[Entries from a point annotation set]
-- -- --
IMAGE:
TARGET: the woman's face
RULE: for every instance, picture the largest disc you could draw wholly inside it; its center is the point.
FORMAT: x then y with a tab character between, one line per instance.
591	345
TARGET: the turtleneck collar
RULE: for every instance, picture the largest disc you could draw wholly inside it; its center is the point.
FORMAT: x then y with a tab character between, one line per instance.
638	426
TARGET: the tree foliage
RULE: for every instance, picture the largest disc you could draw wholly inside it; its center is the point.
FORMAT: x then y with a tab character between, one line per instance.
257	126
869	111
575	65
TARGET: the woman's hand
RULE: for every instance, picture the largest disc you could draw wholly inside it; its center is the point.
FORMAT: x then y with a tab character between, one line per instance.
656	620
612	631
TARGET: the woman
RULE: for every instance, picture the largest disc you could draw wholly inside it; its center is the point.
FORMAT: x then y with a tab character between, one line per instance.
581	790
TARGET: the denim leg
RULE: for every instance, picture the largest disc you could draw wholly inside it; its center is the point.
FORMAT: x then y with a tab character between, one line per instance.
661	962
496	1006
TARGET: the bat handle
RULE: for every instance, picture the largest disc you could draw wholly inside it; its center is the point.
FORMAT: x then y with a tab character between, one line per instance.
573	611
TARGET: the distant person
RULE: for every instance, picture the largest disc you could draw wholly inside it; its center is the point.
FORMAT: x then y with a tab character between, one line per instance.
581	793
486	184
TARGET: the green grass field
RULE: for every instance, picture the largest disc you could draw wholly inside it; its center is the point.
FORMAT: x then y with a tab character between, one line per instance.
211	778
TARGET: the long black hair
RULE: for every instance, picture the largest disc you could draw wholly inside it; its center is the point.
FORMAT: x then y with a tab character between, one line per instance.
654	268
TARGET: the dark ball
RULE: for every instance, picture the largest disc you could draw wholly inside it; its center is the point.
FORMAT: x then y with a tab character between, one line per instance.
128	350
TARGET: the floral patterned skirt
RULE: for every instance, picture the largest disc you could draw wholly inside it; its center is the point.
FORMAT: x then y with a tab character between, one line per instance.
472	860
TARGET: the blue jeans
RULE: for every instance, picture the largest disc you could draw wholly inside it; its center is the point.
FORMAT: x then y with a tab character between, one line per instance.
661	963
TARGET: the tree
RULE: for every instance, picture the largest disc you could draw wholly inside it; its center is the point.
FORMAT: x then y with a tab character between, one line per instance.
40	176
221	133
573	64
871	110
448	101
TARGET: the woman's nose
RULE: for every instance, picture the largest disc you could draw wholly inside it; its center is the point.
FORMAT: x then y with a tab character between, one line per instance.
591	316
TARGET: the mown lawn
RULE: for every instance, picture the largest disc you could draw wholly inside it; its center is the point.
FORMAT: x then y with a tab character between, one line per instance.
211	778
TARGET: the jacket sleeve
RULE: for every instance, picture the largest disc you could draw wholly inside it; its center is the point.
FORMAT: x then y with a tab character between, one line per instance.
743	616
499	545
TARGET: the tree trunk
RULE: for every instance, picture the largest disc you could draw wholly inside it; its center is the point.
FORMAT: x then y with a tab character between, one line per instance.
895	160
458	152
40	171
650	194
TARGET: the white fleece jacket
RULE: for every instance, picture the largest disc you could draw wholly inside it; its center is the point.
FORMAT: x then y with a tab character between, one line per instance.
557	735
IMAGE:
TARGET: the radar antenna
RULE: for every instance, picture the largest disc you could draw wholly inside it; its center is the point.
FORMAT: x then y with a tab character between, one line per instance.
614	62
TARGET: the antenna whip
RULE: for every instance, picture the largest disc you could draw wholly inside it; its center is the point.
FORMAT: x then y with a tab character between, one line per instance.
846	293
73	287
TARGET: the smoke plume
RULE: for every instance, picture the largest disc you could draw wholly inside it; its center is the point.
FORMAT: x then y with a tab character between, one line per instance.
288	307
-- -- --
Rewrite all of the records above with "disc" replaced by "circle" and every other word left the same.

**Output for this exercise**
IMAGE:
TARGET: the woman's face
RULE: for every instance, picture the largest circle you could draw wholly inside it; its center is the point.
FORMAT: x then y with a tab character between, one line per instance.
591	345
TARGET: the turtleneck collar
RULE: for every instance, picture the largest circle you could draw wholly inside it; its center is the point.
FORMAT: x then y with a tab character between, one line per instance.
638	426
TARGET: the tree foliage
RULE: for every instance, picture the largest circle you could draw wholly inside it; its center is the point.
FORMAT: x then y with a tab character between, one line per instance.
257	126
869	111
575	65
TARGET: the woman's hand
RULE: for every instance, picture the largest circle you could draw wholly inside it; its center is the point.
FORMAT: x then y with a tab character between, one line per instance.
656	620
612	631
TARGET: the woman
RULE: for every instance, picture the largest circle you could draw wholly inside it; its center is the point.
FORMAT: x then y with a tab character between, one line per instance.
581	790
TARGET: the denim leg
RULE: for every instance, picture the largest circle you could draw wholly inside it; its center is the point.
FORMAT: x then y with a tab character between, one line per instance.
661	962
496	1006
TARGET: the bat handle
RULE: for every instance, picture the largest circle you could draw wholly inside it; its center is the point.
FORMAT: x then y with a tab character between, one line per instance.
573	611
TARGET: the distant person
RULE: for every instance, picture the largest circle you could draw wholly inside it; its center is the point.
FORMAT: x then y with a tab character between, one line per instance.
581	793
486	184
TARGET: the green grass field
RULE: for every instance, picture the largest circle you could draw wholly inside it; its center is the point.
FORMAT: x then y with a tab character between, one line per instance.
211	778
TARGET: the long black hair
RULE: for every instance, picture the largest circle you could draw wholly inside it; its center is the point.
FORMAT: x then y with a tab character between, one line per instance.
654	268
TARGET: the dark ball
RULE: for every instance, picture the largest circle you could draw wholly inside it; its center is the point.
FORMAT: x then y with a tab character between, one line per instance.
128	350
TARGET: the floral patterned skirt
RULE: for every instance, picture the largest circle you could draw wholly inside it; its center is the point.
FORMAT: x then y with a tab character between, one line per instance.
472	860
TARGET: the blue jeans
RULE: for every instance, picture the largest circle you could draw wholly inside it; its center is the point.
FORMAT: x then y with a tab character between, one line per instance.
661	963
TARGET: the tree
RULE: for every instance, picture the largest circle you could draw wholly inside it; its center is the point.
FORMAT: x then y with a tab character between, one line per instance.
40	176
221	133
573	64
871	110
448	101
TARGET: the woman's nose
RULE: for every instance, picture the largest circle you could draw wholly inside it; its center is the point.
FORMAT: x then y with a tab character between, one line per instance.
591	316
TARGET: the mown lawn
RULE: for every instance, picture the largest circle you could draw wholly inside it; its center is the point.
FORMAT: x then y with a tab character between, one line per instance.
211	778
TARGET: the jacket sleeve
RULE: for every instance, picture the largest circle you could draw wholly inside it; its center is the point.
FORMAT: x then y with a tab character between, one line per instance.
743	616
499	545
TARGET: the tree trunk
RULE: for every instance, picture the largest circle you could draw wholly inside it; its center is the point.
FORMAT: x then y with a tab character between, one line per instance.
895	160
458	152
40	171
650	194
TARGET: the white fleece jacket
RULE: for every instance, picture the largest circle you could draw wholly inside it; its center is the point.
FORMAT: x then y with a tab character between, one line per instance.
557	735
IMAGE:
TARGET: the radar antenna
RULE: for every instance, picture the largest circle you could draw wholly inside it; its center is the point.
FORMAT: x then y with a tab character between, one line per instance.
614	62
TARGET: the antenna whip
RULE: for every instance, picture the largest circle you could draw wholly inside it; its center is the point.
FORMAT: x then y with a tab character between, one line per instance.
846	293
73	287
TARGET: the smoke plume
RULE: for every instance, picture the largest circle you could draw wholly inside it; its center is the point.
FORMAT: x then y with a tab character between, one line per instance.
288	307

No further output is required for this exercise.